■ Exercise:
Word for word, transcribe every line from the one holding "Target: green shallow water" through the end of the records, but not the pictures.

== Data extract

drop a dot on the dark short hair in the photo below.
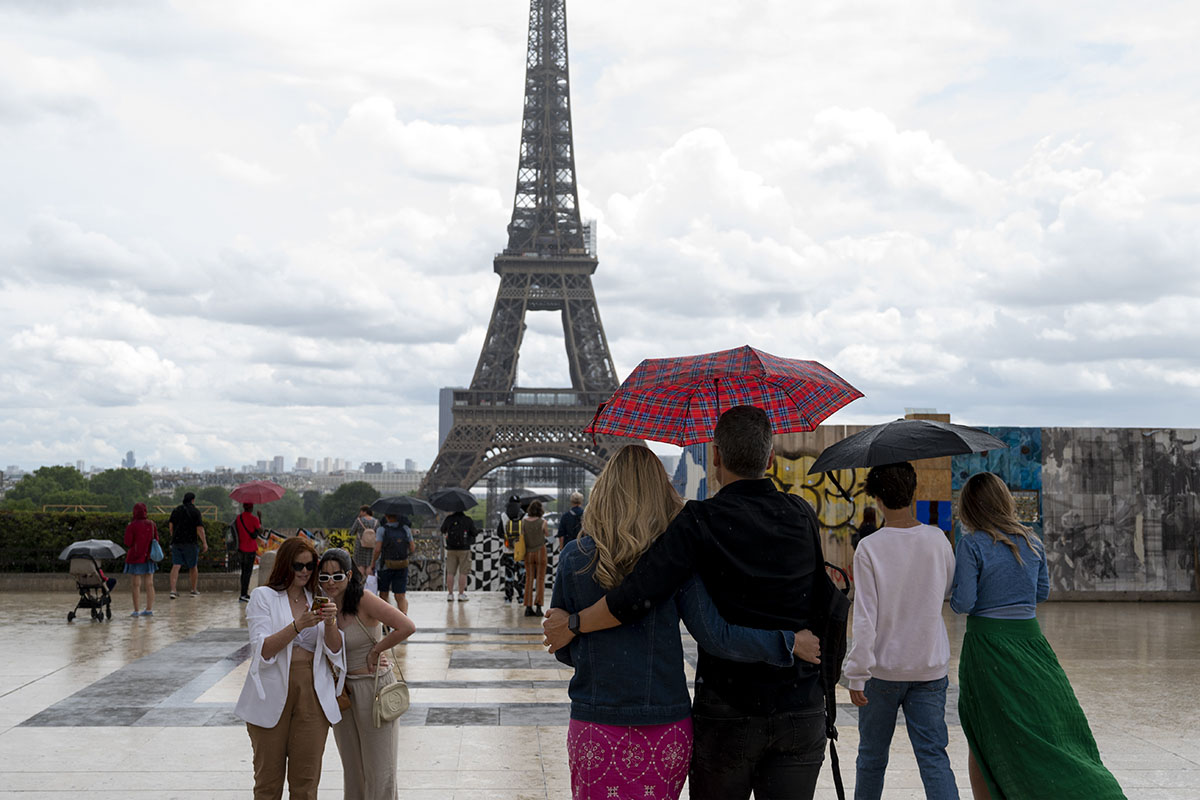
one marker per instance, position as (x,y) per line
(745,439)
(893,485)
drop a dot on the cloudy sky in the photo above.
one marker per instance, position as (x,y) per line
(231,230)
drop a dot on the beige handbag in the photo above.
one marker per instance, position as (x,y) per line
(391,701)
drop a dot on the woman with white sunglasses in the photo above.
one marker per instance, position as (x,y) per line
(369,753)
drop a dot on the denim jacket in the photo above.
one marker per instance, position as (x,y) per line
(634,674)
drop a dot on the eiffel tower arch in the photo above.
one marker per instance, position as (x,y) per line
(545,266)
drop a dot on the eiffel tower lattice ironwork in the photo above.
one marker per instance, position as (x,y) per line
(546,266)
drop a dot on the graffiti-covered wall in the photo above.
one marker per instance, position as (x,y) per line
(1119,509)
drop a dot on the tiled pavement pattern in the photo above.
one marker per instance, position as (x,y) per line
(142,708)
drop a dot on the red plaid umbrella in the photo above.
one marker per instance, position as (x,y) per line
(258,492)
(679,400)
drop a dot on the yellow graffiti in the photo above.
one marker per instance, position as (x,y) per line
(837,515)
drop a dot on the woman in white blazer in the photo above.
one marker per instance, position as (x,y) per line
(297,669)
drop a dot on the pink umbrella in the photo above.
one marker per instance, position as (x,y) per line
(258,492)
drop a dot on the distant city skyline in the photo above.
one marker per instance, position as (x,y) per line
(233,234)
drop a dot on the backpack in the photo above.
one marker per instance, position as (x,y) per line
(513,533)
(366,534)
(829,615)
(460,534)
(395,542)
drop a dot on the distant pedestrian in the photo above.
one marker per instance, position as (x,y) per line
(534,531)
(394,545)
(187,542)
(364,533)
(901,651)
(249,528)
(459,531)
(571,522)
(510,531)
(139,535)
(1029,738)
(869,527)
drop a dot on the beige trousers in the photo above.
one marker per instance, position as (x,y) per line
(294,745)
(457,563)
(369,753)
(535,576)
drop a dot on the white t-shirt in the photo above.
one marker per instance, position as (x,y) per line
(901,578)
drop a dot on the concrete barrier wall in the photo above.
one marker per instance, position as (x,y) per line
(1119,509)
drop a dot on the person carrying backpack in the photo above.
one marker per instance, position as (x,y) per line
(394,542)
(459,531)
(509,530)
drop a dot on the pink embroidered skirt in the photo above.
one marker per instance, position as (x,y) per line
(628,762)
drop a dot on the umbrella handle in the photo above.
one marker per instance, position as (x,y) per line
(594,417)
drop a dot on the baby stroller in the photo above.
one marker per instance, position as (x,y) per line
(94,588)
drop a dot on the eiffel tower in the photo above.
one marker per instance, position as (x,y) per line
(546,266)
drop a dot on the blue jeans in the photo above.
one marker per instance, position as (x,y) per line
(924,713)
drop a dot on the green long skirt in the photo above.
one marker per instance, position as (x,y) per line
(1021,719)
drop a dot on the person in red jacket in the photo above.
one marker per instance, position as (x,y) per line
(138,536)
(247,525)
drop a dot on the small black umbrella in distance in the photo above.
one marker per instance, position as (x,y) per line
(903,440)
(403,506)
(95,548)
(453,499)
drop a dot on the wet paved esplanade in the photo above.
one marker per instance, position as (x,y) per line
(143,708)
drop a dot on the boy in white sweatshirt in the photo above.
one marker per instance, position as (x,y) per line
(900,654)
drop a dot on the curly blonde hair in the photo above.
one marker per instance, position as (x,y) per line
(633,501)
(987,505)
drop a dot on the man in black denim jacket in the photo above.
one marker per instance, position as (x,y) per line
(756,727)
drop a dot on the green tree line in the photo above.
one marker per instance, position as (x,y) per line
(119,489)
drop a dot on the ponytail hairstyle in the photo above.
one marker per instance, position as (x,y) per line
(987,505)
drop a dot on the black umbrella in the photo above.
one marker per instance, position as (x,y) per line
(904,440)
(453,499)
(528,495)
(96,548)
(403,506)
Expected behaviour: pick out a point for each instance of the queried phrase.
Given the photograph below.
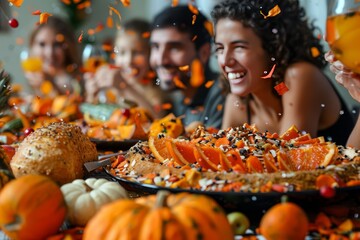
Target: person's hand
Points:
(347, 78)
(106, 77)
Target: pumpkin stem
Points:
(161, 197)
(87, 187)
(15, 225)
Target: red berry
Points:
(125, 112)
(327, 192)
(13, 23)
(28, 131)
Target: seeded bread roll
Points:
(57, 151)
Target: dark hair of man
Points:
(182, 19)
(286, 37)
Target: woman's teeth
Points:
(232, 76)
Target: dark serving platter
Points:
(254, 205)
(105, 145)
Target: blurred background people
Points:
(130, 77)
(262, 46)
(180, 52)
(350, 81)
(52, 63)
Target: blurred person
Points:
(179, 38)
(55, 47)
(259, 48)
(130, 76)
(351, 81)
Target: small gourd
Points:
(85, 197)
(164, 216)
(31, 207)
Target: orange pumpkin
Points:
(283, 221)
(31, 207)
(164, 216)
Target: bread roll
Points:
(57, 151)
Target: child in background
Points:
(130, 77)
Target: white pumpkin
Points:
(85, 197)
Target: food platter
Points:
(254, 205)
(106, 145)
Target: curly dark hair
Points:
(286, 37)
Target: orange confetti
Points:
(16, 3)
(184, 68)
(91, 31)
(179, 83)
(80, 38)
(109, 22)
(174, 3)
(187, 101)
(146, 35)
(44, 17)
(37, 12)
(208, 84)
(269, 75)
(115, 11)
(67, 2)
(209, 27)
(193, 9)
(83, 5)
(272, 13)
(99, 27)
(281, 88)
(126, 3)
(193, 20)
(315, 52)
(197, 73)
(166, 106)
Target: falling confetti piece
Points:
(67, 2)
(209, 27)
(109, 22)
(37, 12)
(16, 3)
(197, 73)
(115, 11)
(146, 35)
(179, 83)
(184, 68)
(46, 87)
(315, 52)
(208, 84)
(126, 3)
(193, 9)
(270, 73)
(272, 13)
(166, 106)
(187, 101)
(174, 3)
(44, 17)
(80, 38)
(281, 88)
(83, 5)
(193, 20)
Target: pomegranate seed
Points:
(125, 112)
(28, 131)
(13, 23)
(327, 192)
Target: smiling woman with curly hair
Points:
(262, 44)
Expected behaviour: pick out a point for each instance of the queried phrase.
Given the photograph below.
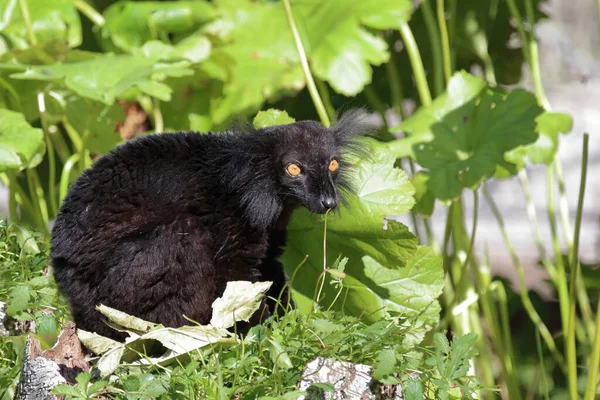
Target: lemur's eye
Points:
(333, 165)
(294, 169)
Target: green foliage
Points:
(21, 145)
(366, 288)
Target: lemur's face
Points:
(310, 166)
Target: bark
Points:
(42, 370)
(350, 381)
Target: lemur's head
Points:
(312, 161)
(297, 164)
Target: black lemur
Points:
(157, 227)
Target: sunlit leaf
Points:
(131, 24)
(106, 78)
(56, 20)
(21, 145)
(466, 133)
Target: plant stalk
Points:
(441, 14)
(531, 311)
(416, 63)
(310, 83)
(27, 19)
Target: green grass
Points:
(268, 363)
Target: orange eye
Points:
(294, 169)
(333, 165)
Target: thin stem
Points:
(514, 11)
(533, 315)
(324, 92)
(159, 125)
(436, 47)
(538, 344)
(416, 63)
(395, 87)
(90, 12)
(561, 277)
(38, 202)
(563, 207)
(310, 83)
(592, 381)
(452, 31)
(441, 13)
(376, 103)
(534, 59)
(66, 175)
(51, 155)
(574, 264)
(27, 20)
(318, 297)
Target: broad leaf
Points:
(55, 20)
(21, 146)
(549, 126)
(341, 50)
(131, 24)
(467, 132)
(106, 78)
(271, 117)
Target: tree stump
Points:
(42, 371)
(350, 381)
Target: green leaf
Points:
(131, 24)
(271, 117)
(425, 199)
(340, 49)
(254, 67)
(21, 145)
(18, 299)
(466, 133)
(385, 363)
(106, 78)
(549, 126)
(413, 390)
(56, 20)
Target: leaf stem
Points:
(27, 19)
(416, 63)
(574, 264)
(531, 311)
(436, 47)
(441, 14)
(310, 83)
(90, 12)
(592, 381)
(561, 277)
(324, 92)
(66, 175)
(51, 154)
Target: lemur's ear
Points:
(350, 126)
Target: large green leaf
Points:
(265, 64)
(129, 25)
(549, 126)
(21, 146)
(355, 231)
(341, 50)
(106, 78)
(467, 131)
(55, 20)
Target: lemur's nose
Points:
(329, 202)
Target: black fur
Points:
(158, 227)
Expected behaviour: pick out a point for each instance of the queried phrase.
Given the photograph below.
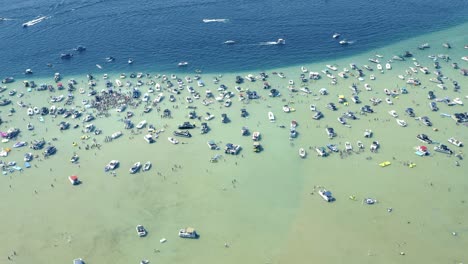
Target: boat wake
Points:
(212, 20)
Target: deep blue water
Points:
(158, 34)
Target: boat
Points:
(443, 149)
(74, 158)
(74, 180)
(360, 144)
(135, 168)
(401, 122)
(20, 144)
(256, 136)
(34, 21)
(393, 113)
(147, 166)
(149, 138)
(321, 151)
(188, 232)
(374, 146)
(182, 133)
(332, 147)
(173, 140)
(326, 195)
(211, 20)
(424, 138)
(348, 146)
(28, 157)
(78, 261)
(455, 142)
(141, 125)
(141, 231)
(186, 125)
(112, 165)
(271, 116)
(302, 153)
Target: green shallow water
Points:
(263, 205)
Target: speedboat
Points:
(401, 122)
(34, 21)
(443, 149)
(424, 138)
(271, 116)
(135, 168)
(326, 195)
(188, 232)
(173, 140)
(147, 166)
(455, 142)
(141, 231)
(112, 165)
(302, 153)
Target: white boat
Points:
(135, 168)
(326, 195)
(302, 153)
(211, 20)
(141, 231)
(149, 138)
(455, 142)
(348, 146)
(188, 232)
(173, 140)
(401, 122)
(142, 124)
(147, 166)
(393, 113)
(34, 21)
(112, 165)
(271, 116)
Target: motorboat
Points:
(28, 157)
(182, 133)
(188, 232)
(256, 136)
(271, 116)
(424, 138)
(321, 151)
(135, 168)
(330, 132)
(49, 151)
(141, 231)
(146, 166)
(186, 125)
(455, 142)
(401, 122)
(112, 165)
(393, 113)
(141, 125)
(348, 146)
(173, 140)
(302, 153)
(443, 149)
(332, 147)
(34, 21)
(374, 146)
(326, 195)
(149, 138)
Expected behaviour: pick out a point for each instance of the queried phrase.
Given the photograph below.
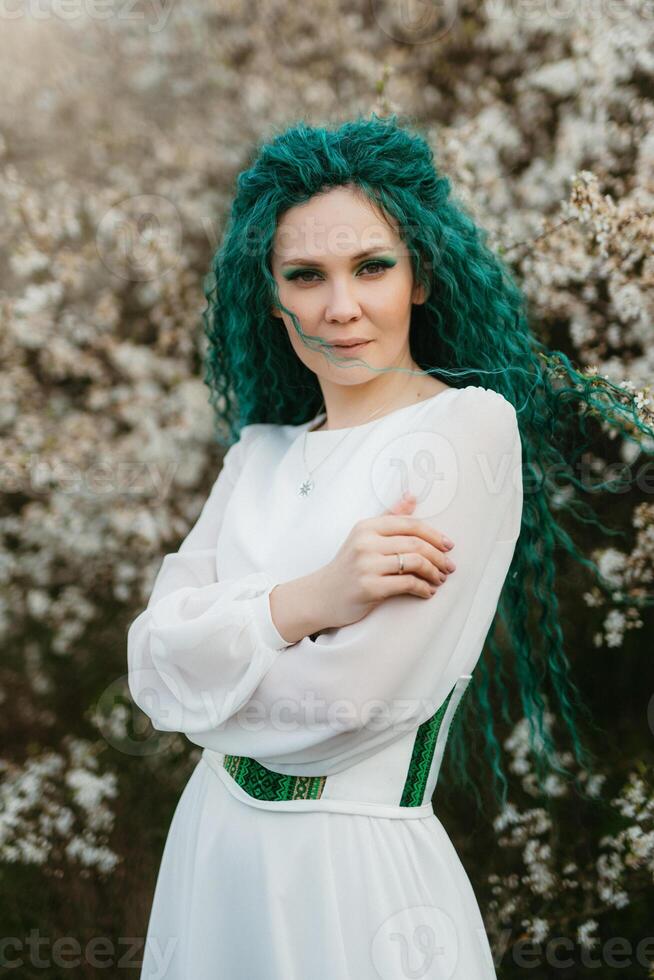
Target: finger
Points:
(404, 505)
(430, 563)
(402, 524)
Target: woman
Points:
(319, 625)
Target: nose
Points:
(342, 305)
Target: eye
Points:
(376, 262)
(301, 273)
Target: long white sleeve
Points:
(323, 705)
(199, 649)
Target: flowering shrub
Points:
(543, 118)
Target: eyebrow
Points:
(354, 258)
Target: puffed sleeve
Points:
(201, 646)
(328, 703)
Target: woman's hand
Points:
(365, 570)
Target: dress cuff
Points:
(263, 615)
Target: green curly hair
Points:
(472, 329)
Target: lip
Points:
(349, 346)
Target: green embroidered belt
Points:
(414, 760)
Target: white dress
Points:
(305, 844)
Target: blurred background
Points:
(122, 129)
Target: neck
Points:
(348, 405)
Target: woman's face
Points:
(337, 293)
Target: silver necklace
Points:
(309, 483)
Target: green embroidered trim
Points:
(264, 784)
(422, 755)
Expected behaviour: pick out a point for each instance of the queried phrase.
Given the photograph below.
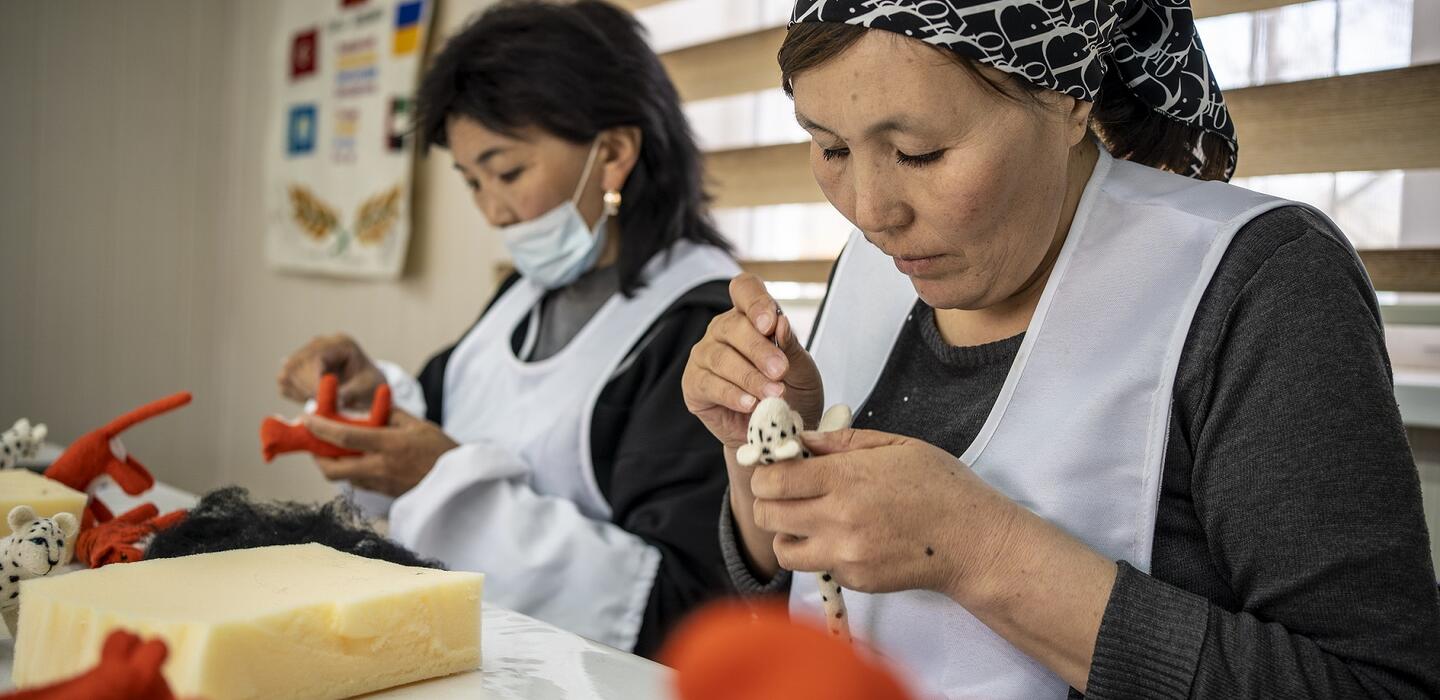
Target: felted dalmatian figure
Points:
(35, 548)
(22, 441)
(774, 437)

====

■ Completed task:
Target: green shallow water
Points:
(263, 205)
Target: speedboat
Points:
(401, 122)
(34, 21)
(443, 149)
(424, 138)
(271, 116)
(135, 168)
(326, 195)
(188, 232)
(173, 140)
(147, 166)
(455, 142)
(141, 231)
(112, 165)
(302, 153)
Target: white boat
Points:
(135, 168)
(326, 195)
(302, 153)
(211, 20)
(141, 231)
(149, 138)
(455, 142)
(348, 146)
(188, 232)
(173, 140)
(401, 122)
(142, 124)
(147, 166)
(393, 113)
(34, 21)
(112, 165)
(271, 116)
Target: motorboat
Points:
(28, 157)
(182, 133)
(188, 232)
(256, 136)
(271, 116)
(424, 138)
(321, 151)
(135, 168)
(330, 132)
(49, 151)
(141, 231)
(146, 166)
(186, 125)
(455, 142)
(401, 122)
(112, 165)
(393, 113)
(141, 125)
(348, 146)
(173, 140)
(302, 153)
(443, 149)
(332, 147)
(34, 21)
(374, 146)
(326, 195)
(149, 138)
Expected behaviour: pick out a point for each instance of the queried phrase.
Given the photograph below.
Target: finger
Points:
(404, 505)
(430, 563)
(402, 524)
Target: woman
Points:
(319, 625)
Target: nose
Points:
(342, 305)
Target: eye
Points:
(376, 262)
(301, 273)
Target: long white sleeve
Points:
(323, 705)
(199, 649)
Target: flowering shrub
Points:
(543, 118)
Target: eyebrow
Points:
(354, 258)
Target: puffed sleeve
Points:
(201, 646)
(328, 703)
Target: woman's hand
Points:
(365, 570)
Target: dress cuff
Points:
(263, 615)
Target: green curly hair
Points:
(472, 329)
Target: lip
Points:
(349, 346)
Target: green embroidered belt
Points:
(414, 760)
Target: white dress
Points:
(305, 844)
Target: blurred background
Points:
(122, 129)
Target: neck
Points:
(348, 405)
Target: woman's face
Points:
(337, 293)
Target: silver necklace
Points:
(309, 483)
Target: green embroidered trim
Points:
(264, 784)
(422, 755)
Expected behaviour: pick out a point for each instance of the queried phrase.
Given the photograph below.
Target: felted dalmatian figure
Points:
(35, 548)
(22, 441)
(774, 437)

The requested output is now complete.